● **What is required**:
Take the data below. Output it exactly from its first line through the line containing "of the bike".
*** Input records
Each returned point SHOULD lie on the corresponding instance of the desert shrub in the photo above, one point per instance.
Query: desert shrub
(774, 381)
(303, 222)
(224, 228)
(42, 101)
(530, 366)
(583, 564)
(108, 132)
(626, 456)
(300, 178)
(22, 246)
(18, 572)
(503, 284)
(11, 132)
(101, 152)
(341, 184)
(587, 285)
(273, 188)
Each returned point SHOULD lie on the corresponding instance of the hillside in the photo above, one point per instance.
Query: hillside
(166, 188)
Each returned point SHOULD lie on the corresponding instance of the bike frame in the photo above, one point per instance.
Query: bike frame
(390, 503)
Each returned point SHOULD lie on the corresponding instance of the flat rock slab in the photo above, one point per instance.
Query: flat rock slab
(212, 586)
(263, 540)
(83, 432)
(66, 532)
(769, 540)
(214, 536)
******
● **Exercise response**:
Each returned point SHOULD lie on the corresponding instance of the desert shrub in the photo above, one point per instance.
Query: desert shrub
(774, 381)
(303, 222)
(224, 228)
(42, 101)
(530, 366)
(583, 564)
(108, 132)
(626, 456)
(300, 178)
(22, 246)
(18, 572)
(503, 284)
(11, 132)
(101, 152)
(341, 184)
(587, 285)
(273, 188)
Each returned point SHOULD lie on the corresponding instance of the hillside in the photo above, one point per instance.
Query: hillside
(166, 188)
Each returned point SHOULD lie on the corresponding instance of the bike frame in the photo above, one point per instance.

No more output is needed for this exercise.